Exercise text:
Pitch To The Panel & Alcoholism
This week we went to Pitch to the Panel in the Corn Exchange, funded by Greenham Trust. Six finalists had to do a Dragons Den type bid for £100,000 or part thereof. Three people won a share including The League of Friends at West Berkshire Hospital.
A doctor and specialist from the hospital explained about fatty liver disease. Fatty liver disease means you have extra fat in your liver. You might hear your doctor call it hepatic steatosis.
Alcoholism is very common with many of our clients. We find it very distressing to see how the symptoms of alcohol cause such destruction to the body.
Heavy drinking makes you more likely to get fatty liver disease. Over time, too much alcohol leads to a build-up of fat inside your liver cells. This makes it harder for your liver to work.
However a person can get fatty liver disease even if they don’t drink a lot of alcohol. Fatty liver disease is large contributor to the mortality rates of the world. The mortality rate of someone who “bleeds out” when a liver ruptures is 50-70% there is usually no symptoms before this. The scanner is a way to highlight problems and potentially save a life when there is no other way to diagnose it effectively. They were awarded money to buy a mobile liver scanner. Hopefully this scanner will be in use and will be taken to Swanswell, which is our local drug and alcohol rehabilitation service.
It is so difficult to see some of our clients deteriorate due to alcohol abuse, the colour of their skin, their eyes turning yellow and sometimes they do not engage with services to help them stop drinking. Alcohol is the only addictive substance that can actually kill through Delirium Tremens (DT’s). If the symptoms go untreated, 10% to 15% of these patients progress to withdrawal seizures. Delirium tremens is the last stage of alcohol withdrawal; it occurs in 5% to 10% of alcohol-dependent individuals, with a mortality rate of 5% to 15% when left untreated. A heavy drinker must never stop immediately; it must be achieved through care and guidance from professionals.

Questions to answer:
a: Retype the passage of the Pitch to the Panel text from "Pitch To The Panel &" up to and including "liver to work.".
b: According to the Pitch to the Panel text, why could the mobile liver scanner save a life? Answer in one to three sentences.

Entries supplied:
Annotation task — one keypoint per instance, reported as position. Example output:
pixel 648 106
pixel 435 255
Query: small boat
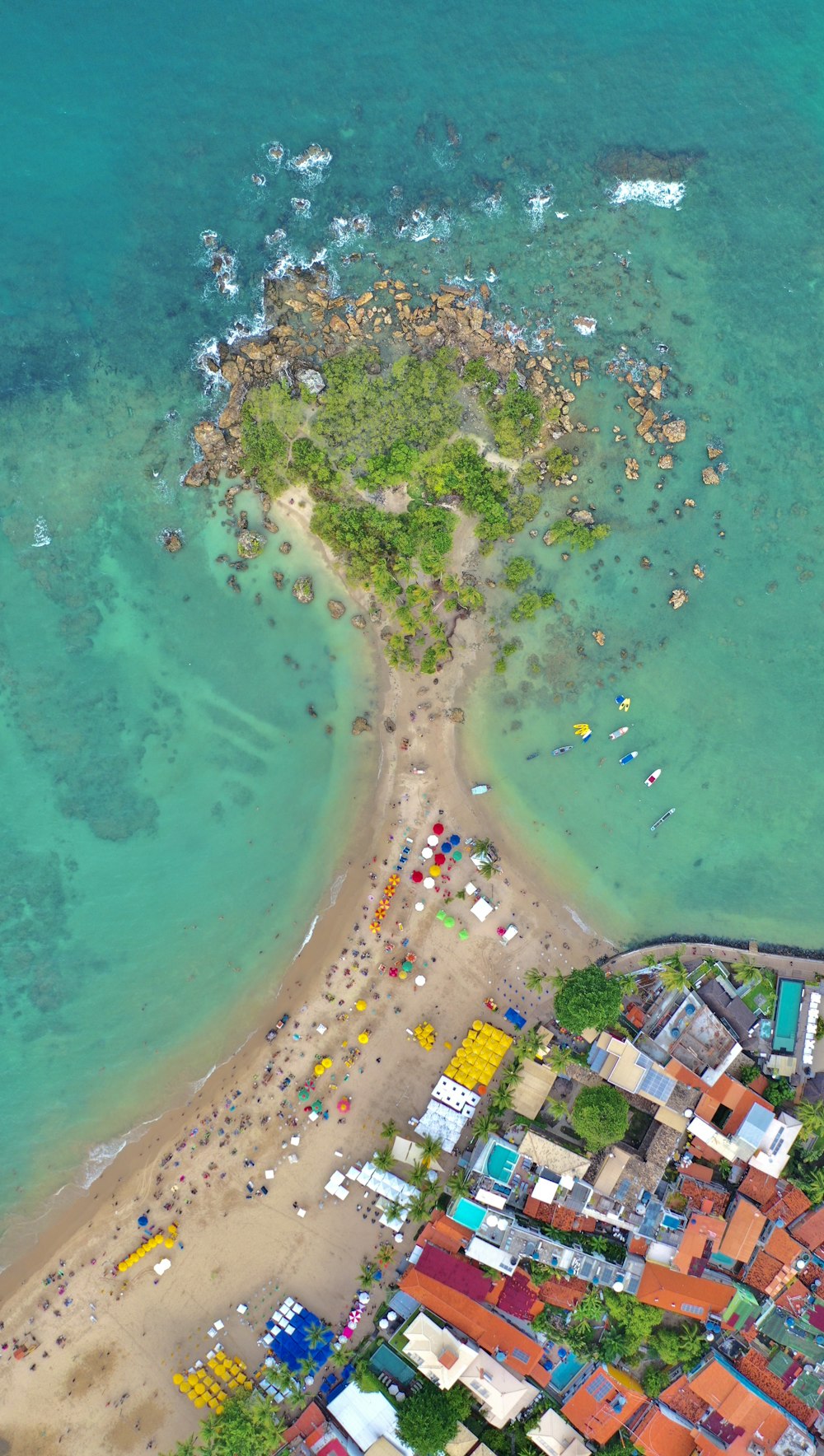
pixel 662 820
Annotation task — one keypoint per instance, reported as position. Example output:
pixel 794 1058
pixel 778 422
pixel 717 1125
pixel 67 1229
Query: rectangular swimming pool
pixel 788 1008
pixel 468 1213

Task results:
a:
Pitch To The Panel & Alcoholism
This week we went to Pitch to the Panel in the Corn Exchange, funded by Greenham Trust. Six finalists had to do a Dragons Den type bid for £100,000 or part thereof. Three people won a share including The League of Friends at West Berkshire Hospital.
A doctor and specialist from the hospital explained about fatty liver disease. Fatty liver disease means you have extra fat in your liver. You might hear your doctor call it hepatic steatosis.
Alcoholism is very common with many of our clients. We find it very distressing to see how the symptoms of alcohol cause such destruction to the body.
Heavy drinking makes you more likely to get fatty liver disease. Over time, too much alcohol leads to a build-up of fat inside your liver cells. This makes it harder for your liver to work.

b: When a liver ruptures and the person bleeds out, the mortality rate is 50-70%, and there are usually no symptoms beforehand. The scanner can highlight problems when there is no other way to diagnose them effectively.